Can you rewrite the records below so that every "Target" becomes "Object" and nothing else changes?

## begin Items

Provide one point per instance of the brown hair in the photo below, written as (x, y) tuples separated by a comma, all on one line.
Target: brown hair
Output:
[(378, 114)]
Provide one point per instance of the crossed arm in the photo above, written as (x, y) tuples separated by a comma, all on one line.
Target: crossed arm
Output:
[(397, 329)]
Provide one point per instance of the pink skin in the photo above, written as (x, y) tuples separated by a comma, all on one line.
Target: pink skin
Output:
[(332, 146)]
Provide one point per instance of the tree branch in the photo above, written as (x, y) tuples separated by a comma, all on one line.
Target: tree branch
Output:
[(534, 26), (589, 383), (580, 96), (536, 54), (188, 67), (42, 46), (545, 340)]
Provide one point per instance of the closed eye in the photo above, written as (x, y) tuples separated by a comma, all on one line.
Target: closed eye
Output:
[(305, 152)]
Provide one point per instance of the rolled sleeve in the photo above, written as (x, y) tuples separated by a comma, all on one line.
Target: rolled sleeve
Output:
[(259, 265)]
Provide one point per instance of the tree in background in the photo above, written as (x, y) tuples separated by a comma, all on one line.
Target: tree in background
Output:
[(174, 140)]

## end Items

* **The solution**
Provide one point per instance of the brown hair in the photo below, written as (x, y) tuples separated by a comma, all on one line.
Object: brown hair
Output:
[(378, 114)]
Provide one point per instance of the crossed arm in the photo above, written as (x, y) tuples separated by a comma, all on one line.
Object: crossed arm
Output:
[(397, 329)]
Provide one point per instance of the pink skin in the photo above, written as (x, y) tuples separated by a comma, all on one line.
Object: pink skin
Output:
[(332, 146)]
Provide one point per instance of the tree branch in the photo above, written as (x, y) tuples separated by a comma, all on one line.
Object: tree branch
Output:
[(534, 26), (589, 383), (580, 96), (536, 54), (188, 67), (42, 46), (545, 340)]
Provide one point per instance of the closed eye in the photo above, written as (x, y) tuples separated by a comma, all on one line.
Object: closed eye
Output:
[(305, 152)]
Provide one point per instance of the rolled sleeve in the photo above, written as (x, y) tuples separated by a comma, all on one line.
Object: rolled sleeve
Output:
[(259, 265)]
Provide one point per instance of the tree in background in the photo above, written as (x, y) tuples separated by a comma, all on one line.
Object: tree in background
Output:
[(174, 140)]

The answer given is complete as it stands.